Excerpts of labeled region data:

-- BEGIN --

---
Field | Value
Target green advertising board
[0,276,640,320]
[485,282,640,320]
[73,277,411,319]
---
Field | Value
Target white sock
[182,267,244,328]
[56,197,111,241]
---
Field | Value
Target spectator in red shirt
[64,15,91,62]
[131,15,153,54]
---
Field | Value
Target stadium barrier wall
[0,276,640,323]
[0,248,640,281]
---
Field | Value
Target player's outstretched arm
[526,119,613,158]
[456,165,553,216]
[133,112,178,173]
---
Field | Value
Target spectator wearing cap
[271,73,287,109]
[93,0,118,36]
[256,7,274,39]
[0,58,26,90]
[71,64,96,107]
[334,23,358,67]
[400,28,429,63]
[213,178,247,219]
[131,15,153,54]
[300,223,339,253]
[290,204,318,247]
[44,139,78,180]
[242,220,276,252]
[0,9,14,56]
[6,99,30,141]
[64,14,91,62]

-- END --

Reproduce every line of the records above, requests included, shifting each bounding box coordinate in the answers by -43.

---
Field | Value
Target green advertising board
[-43,233,597,277]
[442,239,597,277]
[30,234,368,276]
---
Field | Value
Target white sock
[139,224,201,285]
[13,154,68,198]
---
Field | Value
Target spectator in red shirt
[21,-28,48,19]
[88,-28,110,11]
---
Field | Value
Target stadium barrier wall
[-43,233,597,280]
[-43,205,597,238]
---
Field | Value
Target player's outstretched arm
[483,76,570,115]
[413,122,510,173]
[90,69,135,130]
---
Field | Value
Target spectator wearing cap
[228,30,244,66]
[50,-43,75,-7]
[213,-36,231,-4]
[-43,15,-17,47]
[28,21,53,64]
[291,-20,315,24]
[357,-15,386,20]
[170,135,204,176]
[88,-28,110,11]
[257,180,296,210]
[247,161,275,204]
[1,96,35,137]
[199,177,233,209]
[-43,-34,-29,13]
[-37,56,-13,98]
[21,-29,48,19]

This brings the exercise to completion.